(Einträge aus einem Pointing-Datensatz)
┄┄┄┄┄┄

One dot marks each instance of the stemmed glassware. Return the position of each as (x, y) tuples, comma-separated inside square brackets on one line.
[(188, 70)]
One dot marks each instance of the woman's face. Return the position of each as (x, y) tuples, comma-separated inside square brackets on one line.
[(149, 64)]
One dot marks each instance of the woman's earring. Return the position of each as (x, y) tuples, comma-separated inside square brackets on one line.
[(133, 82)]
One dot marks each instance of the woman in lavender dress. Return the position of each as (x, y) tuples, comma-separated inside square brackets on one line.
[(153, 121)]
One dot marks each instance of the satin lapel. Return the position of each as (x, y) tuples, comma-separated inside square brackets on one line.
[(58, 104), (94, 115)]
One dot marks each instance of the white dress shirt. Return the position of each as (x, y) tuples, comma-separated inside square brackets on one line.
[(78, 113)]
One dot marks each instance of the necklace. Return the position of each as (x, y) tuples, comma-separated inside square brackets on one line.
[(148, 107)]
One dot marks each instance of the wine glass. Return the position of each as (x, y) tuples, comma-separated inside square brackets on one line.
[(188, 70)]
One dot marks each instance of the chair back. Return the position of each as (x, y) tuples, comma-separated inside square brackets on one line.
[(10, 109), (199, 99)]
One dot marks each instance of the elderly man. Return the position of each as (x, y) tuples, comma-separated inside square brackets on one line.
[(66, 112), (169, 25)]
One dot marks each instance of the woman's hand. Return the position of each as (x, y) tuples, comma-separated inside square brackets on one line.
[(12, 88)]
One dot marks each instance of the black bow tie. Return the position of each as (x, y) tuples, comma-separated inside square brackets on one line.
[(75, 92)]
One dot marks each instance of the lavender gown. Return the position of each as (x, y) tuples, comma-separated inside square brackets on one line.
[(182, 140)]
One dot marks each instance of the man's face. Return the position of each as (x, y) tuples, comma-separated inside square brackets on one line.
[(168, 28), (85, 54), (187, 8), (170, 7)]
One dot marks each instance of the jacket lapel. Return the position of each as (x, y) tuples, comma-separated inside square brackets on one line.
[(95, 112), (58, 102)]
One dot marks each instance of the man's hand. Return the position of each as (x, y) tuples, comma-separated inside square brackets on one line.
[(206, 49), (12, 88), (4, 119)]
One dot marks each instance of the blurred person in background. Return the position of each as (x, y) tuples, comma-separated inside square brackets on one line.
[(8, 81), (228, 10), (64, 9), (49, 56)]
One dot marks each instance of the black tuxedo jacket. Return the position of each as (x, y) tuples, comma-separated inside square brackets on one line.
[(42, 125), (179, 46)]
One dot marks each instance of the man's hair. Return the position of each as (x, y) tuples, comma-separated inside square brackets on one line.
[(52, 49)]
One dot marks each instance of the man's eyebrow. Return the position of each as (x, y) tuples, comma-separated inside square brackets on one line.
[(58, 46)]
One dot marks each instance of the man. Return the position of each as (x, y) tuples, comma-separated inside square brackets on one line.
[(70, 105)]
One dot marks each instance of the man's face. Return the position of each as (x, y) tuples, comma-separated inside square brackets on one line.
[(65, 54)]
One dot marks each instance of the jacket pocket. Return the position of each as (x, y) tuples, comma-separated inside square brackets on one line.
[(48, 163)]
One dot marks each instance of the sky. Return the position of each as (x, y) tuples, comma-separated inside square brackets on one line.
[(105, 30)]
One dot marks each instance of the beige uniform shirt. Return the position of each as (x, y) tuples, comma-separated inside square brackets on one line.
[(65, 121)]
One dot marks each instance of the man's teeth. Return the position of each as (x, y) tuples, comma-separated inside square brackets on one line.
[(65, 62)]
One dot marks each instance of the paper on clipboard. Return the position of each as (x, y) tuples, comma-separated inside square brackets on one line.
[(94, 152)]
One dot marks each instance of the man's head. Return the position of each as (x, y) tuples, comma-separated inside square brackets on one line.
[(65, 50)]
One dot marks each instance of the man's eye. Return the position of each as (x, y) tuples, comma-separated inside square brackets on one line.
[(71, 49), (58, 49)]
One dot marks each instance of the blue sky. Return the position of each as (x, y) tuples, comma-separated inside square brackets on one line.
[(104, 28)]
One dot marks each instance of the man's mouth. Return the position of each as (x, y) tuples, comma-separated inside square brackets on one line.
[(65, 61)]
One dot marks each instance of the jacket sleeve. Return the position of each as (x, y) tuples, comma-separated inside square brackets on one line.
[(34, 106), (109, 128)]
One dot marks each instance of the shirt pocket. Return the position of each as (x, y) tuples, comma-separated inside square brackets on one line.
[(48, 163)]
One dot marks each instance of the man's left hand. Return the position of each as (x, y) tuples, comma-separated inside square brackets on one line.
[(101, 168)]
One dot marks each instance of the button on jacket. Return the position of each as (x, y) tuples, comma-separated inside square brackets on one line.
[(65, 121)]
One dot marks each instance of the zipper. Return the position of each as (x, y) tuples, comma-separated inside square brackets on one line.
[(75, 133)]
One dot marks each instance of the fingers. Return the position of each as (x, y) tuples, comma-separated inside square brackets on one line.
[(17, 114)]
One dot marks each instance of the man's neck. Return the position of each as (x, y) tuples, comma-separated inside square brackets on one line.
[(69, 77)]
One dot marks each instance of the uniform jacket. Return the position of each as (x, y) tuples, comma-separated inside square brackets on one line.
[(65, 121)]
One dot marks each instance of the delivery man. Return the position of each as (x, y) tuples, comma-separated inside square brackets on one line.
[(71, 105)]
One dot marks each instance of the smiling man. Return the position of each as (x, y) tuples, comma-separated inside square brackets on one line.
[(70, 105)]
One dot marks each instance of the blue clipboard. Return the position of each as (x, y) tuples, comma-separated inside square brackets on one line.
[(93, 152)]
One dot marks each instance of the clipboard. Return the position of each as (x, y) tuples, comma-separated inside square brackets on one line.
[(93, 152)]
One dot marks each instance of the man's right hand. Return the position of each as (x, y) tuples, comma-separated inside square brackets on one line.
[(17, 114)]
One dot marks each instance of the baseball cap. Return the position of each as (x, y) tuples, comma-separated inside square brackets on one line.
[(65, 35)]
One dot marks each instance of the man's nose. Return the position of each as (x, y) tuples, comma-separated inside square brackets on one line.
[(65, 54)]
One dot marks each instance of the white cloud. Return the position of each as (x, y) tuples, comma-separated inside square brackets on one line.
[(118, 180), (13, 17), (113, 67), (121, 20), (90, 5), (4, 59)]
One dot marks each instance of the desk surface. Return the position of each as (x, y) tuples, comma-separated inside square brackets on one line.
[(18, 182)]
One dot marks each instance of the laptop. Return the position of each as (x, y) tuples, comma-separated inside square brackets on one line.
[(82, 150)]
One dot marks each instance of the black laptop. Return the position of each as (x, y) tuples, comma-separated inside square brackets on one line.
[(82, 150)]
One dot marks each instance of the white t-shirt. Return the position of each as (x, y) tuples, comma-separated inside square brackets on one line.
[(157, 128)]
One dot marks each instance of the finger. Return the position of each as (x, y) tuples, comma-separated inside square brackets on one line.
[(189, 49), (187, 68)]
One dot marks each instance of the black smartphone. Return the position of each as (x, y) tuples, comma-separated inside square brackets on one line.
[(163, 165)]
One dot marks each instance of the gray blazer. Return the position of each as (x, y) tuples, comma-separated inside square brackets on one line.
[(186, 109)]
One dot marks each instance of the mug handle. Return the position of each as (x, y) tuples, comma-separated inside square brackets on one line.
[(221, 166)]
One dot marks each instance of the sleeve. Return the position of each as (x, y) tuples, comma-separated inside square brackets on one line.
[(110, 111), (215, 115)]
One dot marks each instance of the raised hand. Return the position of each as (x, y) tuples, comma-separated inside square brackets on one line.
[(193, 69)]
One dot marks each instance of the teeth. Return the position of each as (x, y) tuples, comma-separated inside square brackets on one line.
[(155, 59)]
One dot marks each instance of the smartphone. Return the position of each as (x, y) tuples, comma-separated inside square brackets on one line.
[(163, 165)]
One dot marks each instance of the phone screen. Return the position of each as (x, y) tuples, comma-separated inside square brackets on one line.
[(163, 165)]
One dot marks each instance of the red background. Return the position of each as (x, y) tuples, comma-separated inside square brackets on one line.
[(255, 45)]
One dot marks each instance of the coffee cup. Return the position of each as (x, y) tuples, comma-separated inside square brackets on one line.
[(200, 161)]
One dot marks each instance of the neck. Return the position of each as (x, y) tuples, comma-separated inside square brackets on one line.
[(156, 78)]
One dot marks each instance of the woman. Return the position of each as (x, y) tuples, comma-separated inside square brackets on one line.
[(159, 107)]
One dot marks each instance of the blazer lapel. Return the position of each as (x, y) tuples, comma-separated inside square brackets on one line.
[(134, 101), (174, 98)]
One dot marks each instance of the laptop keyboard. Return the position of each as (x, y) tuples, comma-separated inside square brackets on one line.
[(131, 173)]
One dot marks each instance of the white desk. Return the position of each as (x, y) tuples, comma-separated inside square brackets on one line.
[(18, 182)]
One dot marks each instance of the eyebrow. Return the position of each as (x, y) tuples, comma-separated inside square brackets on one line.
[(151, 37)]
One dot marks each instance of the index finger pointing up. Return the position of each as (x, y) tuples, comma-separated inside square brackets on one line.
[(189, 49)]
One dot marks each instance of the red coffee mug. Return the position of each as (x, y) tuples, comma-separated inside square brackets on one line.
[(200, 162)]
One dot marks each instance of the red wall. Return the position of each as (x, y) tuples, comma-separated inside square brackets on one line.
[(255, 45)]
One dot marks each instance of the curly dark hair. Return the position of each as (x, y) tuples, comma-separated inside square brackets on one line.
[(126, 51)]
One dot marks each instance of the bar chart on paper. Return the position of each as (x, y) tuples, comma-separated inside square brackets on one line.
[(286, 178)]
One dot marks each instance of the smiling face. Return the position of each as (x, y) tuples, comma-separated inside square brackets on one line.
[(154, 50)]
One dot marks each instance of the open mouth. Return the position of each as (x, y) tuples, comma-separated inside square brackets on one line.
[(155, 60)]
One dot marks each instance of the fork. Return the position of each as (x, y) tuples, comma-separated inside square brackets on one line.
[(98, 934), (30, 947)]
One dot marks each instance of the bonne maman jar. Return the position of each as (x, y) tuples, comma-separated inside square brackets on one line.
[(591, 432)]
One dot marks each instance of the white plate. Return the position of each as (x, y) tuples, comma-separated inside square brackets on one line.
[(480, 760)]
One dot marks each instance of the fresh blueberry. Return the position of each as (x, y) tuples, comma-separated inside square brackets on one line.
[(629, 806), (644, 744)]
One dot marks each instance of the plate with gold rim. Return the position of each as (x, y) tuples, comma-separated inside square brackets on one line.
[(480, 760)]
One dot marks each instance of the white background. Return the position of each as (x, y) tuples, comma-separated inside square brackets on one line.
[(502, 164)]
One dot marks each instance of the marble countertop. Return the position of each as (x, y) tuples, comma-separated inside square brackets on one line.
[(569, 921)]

┄┄┄┄┄┄

- Details zur Aufgabe
Tausche bitte „stemmed glassware“ gegen „goblet“ aus und gib die Einträge vom Anfang bis einschließlich der Zeile mit „[(149, 64)]“ sonst unverändert wieder.

- Erwartete Antwort
One dot marks each instance of the goblet. Return the position of each as (x, y) tuples, comma-separated inside square brackets on one line.
[(188, 70)]
One dot marks each instance of the woman's face. Return the position of each as (x, y) tuples, comma-separated inside square brackets on one line.
[(149, 64)]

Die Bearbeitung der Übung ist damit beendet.